* WHAT THE EXERCISE ASKS
Starting at the line that contains "Where the rings", return every line through the end of the entries below, exactly and with nothing else.
Start of THE RECORDS
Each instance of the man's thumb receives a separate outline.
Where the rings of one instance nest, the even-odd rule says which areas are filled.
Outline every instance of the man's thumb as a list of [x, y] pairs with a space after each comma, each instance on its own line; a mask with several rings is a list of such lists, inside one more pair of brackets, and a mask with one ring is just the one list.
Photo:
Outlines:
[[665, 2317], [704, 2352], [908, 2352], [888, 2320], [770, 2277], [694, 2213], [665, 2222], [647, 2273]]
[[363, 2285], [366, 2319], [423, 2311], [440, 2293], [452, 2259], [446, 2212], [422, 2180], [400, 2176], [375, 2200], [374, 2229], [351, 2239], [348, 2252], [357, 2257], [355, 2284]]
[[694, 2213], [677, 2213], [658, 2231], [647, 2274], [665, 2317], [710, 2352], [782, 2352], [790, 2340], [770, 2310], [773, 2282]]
End of THE RECORDS
* TASK ANSWER
Where the rings of one instance nest, the even-odd rule says which areas are filled.
Outline every instance of the man's thumb as a list of [x, y] pairs with a space after each comma, each instance on its own line; a mask with several rings is a list of such lists, inside one more pair of brackets, and a mask with one ring is just the one list.
Photo:
Outlines:
[[665, 2317], [704, 2352], [908, 2352], [888, 2320], [770, 2277], [694, 2213], [665, 2222], [647, 2273]]
[[363, 2285], [366, 2319], [423, 2311], [440, 2293], [452, 2259], [446, 2212], [422, 2180], [400, 2176], [375, 2200], [374, 2229], [351, 2239], [348, 2252], [357, 2257], [355, 2284]]
[[694, 2213], [677, 2213], [658, 2231], [647, 2274], [665, 2317], [710, 2352], [782, 2352], [790, 2340], [770, 2310], [773, 2282]]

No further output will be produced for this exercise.